* [What is asked]:
(a) According to the review of "Bride of Pendorric", where do Favel and Roc eventually go to live?
(b) List every person whom the review of "Bride of Pendorric" mentions by name.
(c) Output, word for word, the part of the review of "Bride of Pendorric" that opens with the words containing "I think that" and closes with "of her mother.".

* [Selected passage]:
- - - - - - -
I think that some of you Gothic lovers out there will love this one. I did not love this or even like it much. This took me ages to get through. It had so many characters and just a lot of information dumps here and there that didn't work for me. Also the main character, Favel (yes that's her name) was uber frustrating since she just tra la las during most of this book though she believes someone is out to kill her.

 

"Bride of Pendorric" is about a young woman who marries a random guy (Roc Pendorric) that shows up to her father's studio to buy some paintings. Favel and her father live somewhere off the coast of Italy getting by with him selling his art after the death of her mother.

 

The beginning of this book reminded me a bit of the beginning of "Rebecca". You don't really get why the main character is so obsessed with the man she comes to contact with (Roc in this case instead of Max de Winter). Roc is painted as a gambler, just like Favel's father, and so I was puzzled why she would even consent to marry this guy. He doesn't seem charming at all just tall and dark. This being a Gothic book though, Favel and Roc do marry and then her father mysteriously dies while swimming (after going off with Roc). Favel and Roc eventually return to England to live specifically in Cornwall, where Pendorric stands.
- - - - - - -
* [Data rows]:
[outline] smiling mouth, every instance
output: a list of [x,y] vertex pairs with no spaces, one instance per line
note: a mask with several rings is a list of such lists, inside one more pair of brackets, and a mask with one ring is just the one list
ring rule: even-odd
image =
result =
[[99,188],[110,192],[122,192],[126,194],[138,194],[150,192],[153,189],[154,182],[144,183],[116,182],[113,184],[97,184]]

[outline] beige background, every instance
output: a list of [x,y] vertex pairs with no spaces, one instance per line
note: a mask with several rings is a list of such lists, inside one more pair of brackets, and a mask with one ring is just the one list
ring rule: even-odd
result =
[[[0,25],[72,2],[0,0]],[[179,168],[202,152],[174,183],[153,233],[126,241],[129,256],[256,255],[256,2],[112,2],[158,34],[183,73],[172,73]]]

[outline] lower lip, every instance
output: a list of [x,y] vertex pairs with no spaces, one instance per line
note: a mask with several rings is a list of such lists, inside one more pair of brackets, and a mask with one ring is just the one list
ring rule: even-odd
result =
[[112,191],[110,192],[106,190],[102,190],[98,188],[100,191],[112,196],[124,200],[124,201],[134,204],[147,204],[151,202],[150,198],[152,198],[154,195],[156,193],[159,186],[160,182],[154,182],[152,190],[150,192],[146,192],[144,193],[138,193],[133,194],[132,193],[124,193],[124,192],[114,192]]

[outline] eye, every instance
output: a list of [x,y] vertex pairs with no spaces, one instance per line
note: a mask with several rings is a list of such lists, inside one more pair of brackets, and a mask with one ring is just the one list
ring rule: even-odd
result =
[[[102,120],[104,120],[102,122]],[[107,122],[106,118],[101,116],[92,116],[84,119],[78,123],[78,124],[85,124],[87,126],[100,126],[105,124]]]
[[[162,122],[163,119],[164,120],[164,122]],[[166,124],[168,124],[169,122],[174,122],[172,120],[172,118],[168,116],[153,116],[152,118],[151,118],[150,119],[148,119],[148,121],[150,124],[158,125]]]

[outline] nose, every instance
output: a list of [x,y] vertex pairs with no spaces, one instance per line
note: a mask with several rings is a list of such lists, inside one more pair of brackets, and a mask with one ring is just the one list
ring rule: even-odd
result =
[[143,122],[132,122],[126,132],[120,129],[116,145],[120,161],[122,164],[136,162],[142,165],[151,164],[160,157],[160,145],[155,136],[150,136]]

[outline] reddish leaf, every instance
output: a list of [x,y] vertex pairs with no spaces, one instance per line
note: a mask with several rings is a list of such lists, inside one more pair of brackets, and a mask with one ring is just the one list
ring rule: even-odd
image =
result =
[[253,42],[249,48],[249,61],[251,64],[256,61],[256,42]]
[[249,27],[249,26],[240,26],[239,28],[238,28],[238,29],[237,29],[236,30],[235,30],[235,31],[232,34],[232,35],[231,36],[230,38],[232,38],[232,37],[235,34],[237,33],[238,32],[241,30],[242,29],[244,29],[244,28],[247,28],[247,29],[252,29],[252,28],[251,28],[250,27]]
- - - - - - -
* [Worked answers]:
(a) They go to live in Cornwall, England, where Pendorric stands.

(b) Favel, Roc Pendorric, Max de Winter

(c)
I think that some of you Gothic lovers out there will love this one. I did not love this or even like it much. This took me ages to get through. It had so many characters and just a lot of information dumps here and there that didn't work for me. Also the main character, Favel (yes that's her name) was uber frustrating since she just tra la las during most of this book though she believes someone is out to kill her.

 

"Bride of Pendorric" is about a young woman who marries a random guy (Roc Pendorric) that shows up to her father's studio to buy some paintings. Favel and her father live somewhere off the coast of Italy getting by with him selling his art after the death of her mother.